### WHAT THE TASK ASKS
Find every line in the rows below that contains the word "wooden", and copy each one. Case counts.

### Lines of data
====
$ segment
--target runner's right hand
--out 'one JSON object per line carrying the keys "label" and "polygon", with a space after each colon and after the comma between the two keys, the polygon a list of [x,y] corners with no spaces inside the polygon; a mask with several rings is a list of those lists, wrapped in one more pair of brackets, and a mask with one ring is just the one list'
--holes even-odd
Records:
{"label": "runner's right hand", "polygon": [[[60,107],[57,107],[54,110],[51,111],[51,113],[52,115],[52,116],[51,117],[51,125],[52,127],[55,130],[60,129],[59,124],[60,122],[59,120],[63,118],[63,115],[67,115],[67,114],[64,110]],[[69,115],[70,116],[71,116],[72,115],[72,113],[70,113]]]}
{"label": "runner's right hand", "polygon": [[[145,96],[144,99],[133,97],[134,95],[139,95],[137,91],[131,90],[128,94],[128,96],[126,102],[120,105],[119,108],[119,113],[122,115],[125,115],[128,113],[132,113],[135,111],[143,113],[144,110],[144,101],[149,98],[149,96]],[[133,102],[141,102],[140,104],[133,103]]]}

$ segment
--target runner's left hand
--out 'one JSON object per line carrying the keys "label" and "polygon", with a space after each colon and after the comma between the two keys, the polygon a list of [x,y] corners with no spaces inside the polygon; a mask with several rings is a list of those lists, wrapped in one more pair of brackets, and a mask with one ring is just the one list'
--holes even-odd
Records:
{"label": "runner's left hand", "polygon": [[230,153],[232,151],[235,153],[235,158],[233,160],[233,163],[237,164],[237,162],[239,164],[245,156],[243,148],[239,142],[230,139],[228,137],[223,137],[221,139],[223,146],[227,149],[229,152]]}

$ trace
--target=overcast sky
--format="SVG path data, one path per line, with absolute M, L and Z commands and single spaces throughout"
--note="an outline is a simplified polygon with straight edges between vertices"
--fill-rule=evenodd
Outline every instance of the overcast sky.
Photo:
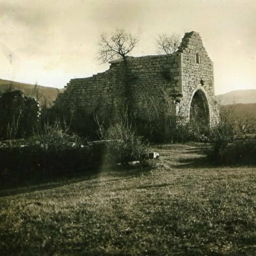
M 139 37 L 131 55 L 156 54 L 160 33 L 200 33 L 216 94 L 256 89 L 255 0 L 0 0 L 0 78 L 63 87 L 108 68 L 102 33 Z

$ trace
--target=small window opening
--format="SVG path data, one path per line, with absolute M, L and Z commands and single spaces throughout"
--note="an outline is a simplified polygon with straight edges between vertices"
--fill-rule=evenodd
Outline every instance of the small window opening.
M 195 55 L 195 59 L 197 64 L 201 63 L 199 53 L 197 53 L 197 54 Z

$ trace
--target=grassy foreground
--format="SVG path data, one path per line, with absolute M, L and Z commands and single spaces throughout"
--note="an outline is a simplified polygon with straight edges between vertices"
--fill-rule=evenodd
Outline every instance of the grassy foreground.
M 0 190 L 6 255 L 256 255 L 256 169 L 162 145 L 150 171 Z

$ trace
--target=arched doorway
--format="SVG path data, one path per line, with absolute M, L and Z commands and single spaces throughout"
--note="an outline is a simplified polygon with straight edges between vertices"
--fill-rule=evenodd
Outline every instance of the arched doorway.
M 190 121 L 195 124 L 210 125 L 210 113 L 205 92 L 198 89 L 193 95 L 190 109 Z

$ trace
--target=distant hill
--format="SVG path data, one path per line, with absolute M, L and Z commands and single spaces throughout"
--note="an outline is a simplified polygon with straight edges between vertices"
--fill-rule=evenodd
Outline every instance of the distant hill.
M 233 91 L 216 96 L 220 105 L 256 103 L 256 90 Z
M 256 119 L 256 103 L 223 105 L 221 106 L 221 109 L 231 111 L 233 114 L 238 117 L 249 116 Z
M 28 95 L 36 98 L 41 106 L 50 107 L 63 89 L 35 85 L 0 79 L 0 94 L 6 91 L 20 90 Z

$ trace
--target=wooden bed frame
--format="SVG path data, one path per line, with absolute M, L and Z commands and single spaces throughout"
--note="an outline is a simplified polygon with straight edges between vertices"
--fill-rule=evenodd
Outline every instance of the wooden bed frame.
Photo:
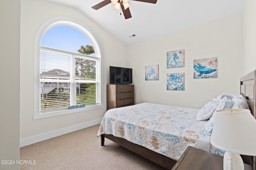
M 242 77 L 240 82 L 240 93 L 247 100 L 251 113 L 256 119 L 256 70 Z M 256 170 L 256 156 L 244 156 L 242 157 L 245 163 L 252 165 L 252 169 Z
M 256 118 L 256 70 L 243 76 L 240 79 L 240 94 L 247 100 L 252 114 Z M 104 145 L 105 138 L 119 144 L 129 150 L 148 159 L 170 170 L 174 165 L 176 160 L 164 155 L 156 152 L 144 147 L 132 143 L 122 138 L 112 135 L 102 135 L 100 145 Z M 256 170 L 255 156 L 243 156 L 244 162 L 253 166 L 253 170 Z

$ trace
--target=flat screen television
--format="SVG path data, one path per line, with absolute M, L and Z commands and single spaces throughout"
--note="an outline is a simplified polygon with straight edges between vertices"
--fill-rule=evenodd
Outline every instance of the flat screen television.
M 109 66 L 110 83 L 130 84 L 132 83 L 132 69 Z

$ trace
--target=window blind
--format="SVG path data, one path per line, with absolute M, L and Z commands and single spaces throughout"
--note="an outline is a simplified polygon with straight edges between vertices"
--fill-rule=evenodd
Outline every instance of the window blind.
M 99 59 L 40 47 L 40 111 L 98 103 Z

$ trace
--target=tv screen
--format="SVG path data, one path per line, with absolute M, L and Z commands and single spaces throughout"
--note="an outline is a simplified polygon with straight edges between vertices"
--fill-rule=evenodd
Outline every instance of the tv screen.
M 109 66 L 110 83 L 130 84 L 132 83 L 132 69 Z

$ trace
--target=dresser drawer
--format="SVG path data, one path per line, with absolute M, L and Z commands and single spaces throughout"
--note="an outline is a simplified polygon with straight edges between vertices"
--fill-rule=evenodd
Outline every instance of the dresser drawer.
M 116 107 L 133 105 L 133 98 L 120 100 L 116 100 Z
M 124 92 L 116 94 L 116 100 L 125 99 L 133 98 L 133 92 Z
M 133 92 L 133 87 L 131 85 L 116 85 L 116 92 Z

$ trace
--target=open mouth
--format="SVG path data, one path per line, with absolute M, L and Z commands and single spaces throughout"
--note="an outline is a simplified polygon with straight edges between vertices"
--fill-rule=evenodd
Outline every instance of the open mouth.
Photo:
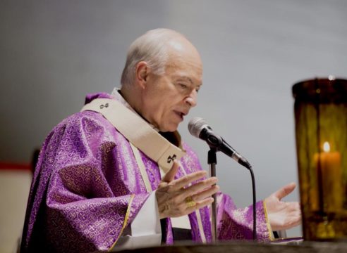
====
### RESULT OF THIS TASK
--target=wooden bed frame
Outline every instance of the wooden bed frame.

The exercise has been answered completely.